TAREFA A
Reproduza integralmente o texto sobre a história do Parque Augusta.

TRECHO SELECIONADO
Esse é uma versão incompleta, breve e sucinta sobre um pouco da história do Parque Augusta e da luta popular que o conquistou para a cidade.
É incompleta porque a história é muito grande e com a participação de muitas, mas muitas pessoas. Tantas pessoas que provavelmente seja impossível conseguir contar essa história sem deixar algo de fora.
É por isso que essa versão é apenas o início da construção do Memorial Parque Augusta, um memorial que será construído colaborativamente com a participação de todos aqueles que puderem ajudar a montarmos essa história e deixá-la registrada.
Nesse site vocês irão encontrar textos contando alguns dos marcos da conquista popular pelo Parque Augusta. Juntos aos textos há materiais multimídia relacionado a ele, de forma ilustrativa.
Esta versão inicia o Projeto Memorial Parque Augusta, que visa montar um site que funcione como um memorial colaborativo permanentemente aberto, onde qualquer pessoa possa publicar suas histórias junto à luta pelo Parque ou suas histórias nele, tanto as do passado quanto as que ainda estão para acontecer. Esse memorial virtual irá organizar todas essas histórias para que juntas formem a história do Parque Augusta.

ENTRADAS APRESENTADAS
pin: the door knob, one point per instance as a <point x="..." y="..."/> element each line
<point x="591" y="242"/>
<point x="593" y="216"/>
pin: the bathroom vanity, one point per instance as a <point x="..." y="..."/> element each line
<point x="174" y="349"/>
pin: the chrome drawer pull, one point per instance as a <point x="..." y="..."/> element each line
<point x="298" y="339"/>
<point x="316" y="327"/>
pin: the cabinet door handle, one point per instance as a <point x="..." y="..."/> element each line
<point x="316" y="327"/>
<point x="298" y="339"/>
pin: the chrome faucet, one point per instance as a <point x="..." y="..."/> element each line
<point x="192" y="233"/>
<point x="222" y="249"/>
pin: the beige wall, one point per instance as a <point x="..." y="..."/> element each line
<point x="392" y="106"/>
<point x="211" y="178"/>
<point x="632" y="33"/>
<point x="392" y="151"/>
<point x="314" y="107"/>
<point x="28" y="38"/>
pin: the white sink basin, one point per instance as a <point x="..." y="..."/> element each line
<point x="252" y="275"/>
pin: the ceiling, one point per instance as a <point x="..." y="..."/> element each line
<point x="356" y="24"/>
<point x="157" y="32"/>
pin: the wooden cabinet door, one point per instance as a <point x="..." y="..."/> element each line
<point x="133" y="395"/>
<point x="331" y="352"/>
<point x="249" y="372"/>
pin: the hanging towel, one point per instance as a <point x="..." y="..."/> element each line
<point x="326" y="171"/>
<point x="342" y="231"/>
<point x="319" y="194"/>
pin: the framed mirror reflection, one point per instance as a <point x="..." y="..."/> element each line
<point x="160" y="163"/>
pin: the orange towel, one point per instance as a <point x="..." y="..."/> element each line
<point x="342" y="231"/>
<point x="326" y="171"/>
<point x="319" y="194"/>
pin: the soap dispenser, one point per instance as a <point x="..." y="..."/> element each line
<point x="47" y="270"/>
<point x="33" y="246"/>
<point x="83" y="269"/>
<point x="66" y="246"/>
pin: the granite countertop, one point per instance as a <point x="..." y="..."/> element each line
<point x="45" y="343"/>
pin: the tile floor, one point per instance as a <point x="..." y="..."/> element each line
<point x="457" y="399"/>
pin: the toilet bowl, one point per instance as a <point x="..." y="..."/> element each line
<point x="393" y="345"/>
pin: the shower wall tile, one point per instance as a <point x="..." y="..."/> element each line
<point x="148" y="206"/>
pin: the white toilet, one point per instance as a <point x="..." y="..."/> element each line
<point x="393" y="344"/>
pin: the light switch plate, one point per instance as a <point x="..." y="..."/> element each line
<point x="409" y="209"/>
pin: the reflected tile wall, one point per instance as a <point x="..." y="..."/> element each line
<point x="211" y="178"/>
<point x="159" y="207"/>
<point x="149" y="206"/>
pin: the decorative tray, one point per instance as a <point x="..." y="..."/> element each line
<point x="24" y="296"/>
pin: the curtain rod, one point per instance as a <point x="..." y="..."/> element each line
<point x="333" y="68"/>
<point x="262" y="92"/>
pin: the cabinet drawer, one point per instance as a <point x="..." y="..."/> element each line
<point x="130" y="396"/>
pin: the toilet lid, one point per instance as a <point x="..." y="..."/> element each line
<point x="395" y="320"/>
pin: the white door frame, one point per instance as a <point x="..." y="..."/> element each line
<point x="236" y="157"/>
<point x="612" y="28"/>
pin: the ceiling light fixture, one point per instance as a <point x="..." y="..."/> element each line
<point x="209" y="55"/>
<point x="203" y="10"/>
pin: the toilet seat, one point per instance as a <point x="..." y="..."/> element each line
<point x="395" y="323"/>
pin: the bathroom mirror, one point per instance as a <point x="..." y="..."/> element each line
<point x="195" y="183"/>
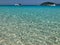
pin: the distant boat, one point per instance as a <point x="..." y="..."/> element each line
<point x="48" y="4"/>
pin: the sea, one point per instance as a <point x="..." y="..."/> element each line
<point x="29" y="25"/>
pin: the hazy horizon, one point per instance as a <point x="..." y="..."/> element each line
<point x="26" y="2"/>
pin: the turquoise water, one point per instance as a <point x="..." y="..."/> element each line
<point x="29" y="25"/>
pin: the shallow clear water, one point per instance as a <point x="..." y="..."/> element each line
<point x="29" y="25"/>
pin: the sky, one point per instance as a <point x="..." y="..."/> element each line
<point x="26" y="2"/>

TAREFA B
Converta em uma lista JSON de strings, uma para cada linha e sem as linhas em branco, as linhas das entradas que vão da linha que contém "pin: the toilet lid, one" até o final das entradas, inclusive. Deixe as imagens fora da resposta.

RESPOSTA COMPLETA A
Esse é uma versão incompleta, breve e sucinta sobre um pouco da história do Parque Augusta e da luta popular que o conquistou para a cidade.
É incompleta porque a história é muito grande e com a participação de muitas, mas muitas pessoas. Tantas pessoas que provavelmente seja impossível conseguir contar essa história sem deixar algo de fora.
É por isso que essa versão é apenas o início da construção do Memorial Parque Augusta, um memorial que será construído colaborativamente com a participação de todos aqueles que puderem ajudar a montarmos essa história e deixá-la registrada.
Nesse site vocês irão encontrar textos contando alguns dos marcos da conquista popular pelo Parque Augusta. Juntos aos textos há materiais multimídia relacionado a ele, de forma ilustrativa.
Esta versão inicia o Projeto Memorial Parque Augusta, que visa montar um site que funcione como um memorial colaborativo permanentemente aberto, onde qualquer pessoa possa publicar suas histórias junto à luta pelo Parque ou suas histórias nele, tanto as do passado quanto as que ainda estão para acontecer. Esse memorial virtual irá organizar todas essas histórias para que juntas formem a história do Parque Augusta.

RESPOSTA COMPLETA B
[
  "pin: the toilet lid, one point per instance as a <point x=\"...\" y=\"...\"/> element each line",
  "<point x=\"395\" y=\"320\"/>",
  "pin: the white door frame, one point per instance as a <point x=\"...\" y=\"...\"/> element each line",
  "<point x=\"236\" y=\"157\"/>",
  "<point x=\"612\" y=\"28\"/>",
  "pin: the ceiling light fixture, one point per instance as a <point x=\"...\" y=\"...\"/> element each line",
  "<point x=\"209\" y=\"55\"/>",
  "<point x=\"203\" y=\"10\"/>",
  "pin: the toilet seat, one point per instance as a <point x=\"...\" y=\"...\"/> element each line",
  "<point x=\"395\" y=\"323\"/>",
  "pin: the bathroom mirror, one point per instance as a <point x=\"...\" y=\"...\"/> element each line",
  "<point x=\"195\" y=\"183\"/>",
  "pin: the distant boat, one point per instance as a <point x=\"...\" y=\"...\"/> element each line",
  "<point x=\"48\" y=\"4\"/>",
  "pin: the sea, one point per instance as a <point x=\"...\" y=\"...\"/> element each line",
  "<point x=\"29\" y=\"25\"/>",
  "pin: the hazy horizon, one point per instance as a <point x=\"...\" y=\"...\"/> element each line",
  "<point x=\"26\" y=\"2\"/>",
  "pin: the turquoise water, one point per instance as a <point x=\"...\" y=\"...\"/> element each line",
  "<point x=\"29\" y=\"25\"/>",
  "pin: the shallow clear water, one point per instance as a <point x=\"...\" y=\"...\"/> element each line",
  "<point x=\"29\" y=\"25\"/>",
  "pin: the sky, one point per instance as a <point x=\"...\" y=\"...\"/> element each line",
  "<point x=\"26\" y=\"2\"/>"
]